> CONSIGNE
Pouvez-vous transcrire sans rien changer le passage du témoignage sur l'évacuation des enfants ci-dessous, en commençant par « Le lien ci-dessous, tiré » et en allant jusqu'à « en Tunisie . » ?

Le lien ci-dessous, tiré de la une de Ouest-France, vous éclairera sur ce qui fut un terrible événement :
Mme RAYMOND racontait:
« A partir de l’ occupation allemande du Nord de la FRANCE, un certain nombre d’ organismes comme :
– la Croix Rouge Française, – le Comité Ouvrier de Secours Immédiat (COSI), – la Fédération des Amicales Laïques, – Le Secours National, – La Caisse Régionale des Institutions Ouvrières ( CRIFO),…
s’unissent pour prendre en charge les enfants des zones bombardées , et pour évacuer au titre de la défense passive les sinistrés, les orphelins ou plus simplement les enfants souffrants de malnutrition, pour les placer les uns dans la zone sud, d’autres dans les Alpes du Nord ou en Suisse, un nombre important en Algérie et en Tunisie .

> DONNÉES PRÉSENTÉES
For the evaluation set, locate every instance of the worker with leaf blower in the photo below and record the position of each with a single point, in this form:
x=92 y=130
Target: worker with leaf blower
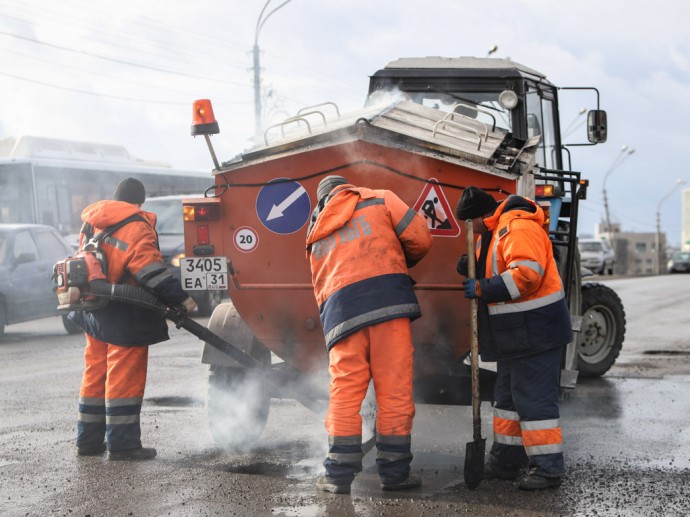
---
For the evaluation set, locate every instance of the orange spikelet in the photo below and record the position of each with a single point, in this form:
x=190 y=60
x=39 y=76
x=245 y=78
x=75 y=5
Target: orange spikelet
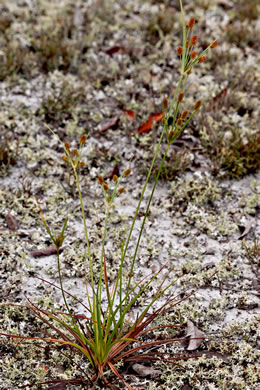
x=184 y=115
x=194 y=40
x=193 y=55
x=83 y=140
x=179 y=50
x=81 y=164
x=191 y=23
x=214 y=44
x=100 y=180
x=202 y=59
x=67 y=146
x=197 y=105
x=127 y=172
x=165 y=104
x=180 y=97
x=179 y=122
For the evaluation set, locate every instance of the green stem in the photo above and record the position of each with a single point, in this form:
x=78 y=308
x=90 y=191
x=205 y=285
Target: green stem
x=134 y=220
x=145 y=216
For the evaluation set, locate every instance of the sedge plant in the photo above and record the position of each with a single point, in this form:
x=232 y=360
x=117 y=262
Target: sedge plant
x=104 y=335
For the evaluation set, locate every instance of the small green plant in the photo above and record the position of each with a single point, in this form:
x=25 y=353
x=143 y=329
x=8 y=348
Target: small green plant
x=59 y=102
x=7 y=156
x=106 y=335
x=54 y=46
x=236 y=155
---
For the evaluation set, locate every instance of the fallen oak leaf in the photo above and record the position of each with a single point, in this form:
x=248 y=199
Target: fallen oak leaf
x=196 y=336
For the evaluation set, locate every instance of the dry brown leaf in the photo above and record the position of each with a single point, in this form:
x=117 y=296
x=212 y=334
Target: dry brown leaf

> EXERCICE CORRIGÉ
Le lien ci-dessous, tiré de la une de Ouest-France, vous éclairera sur ce qui fut un terrible événement :
Mme RAYMOND racontait:
« A partir de l’ occupation allemande du Nord de la FRANCE, un certain nombre d’ organismes comme :
– la Croix Rouge Française, – le Comité Ouvrier de Secours Immédiat (COSI), – la Fédération des Amicales Laïques, – Le Secours National, – La Caisse Régionale des Institutions Ouvrières ( CRIFO),…
s’unissent pour prendre en charge les enfants des zones bombardées , et pour évacuer au titre de la défense passive les sinistrés, les orphelins ou plus simplement les enfants souffrants de malnutrition, pour les placer les uns dans la zone sud, d’autres dans les Alpes du Nord ou en Suisse, un nombre important en Algérie et en Tunisie .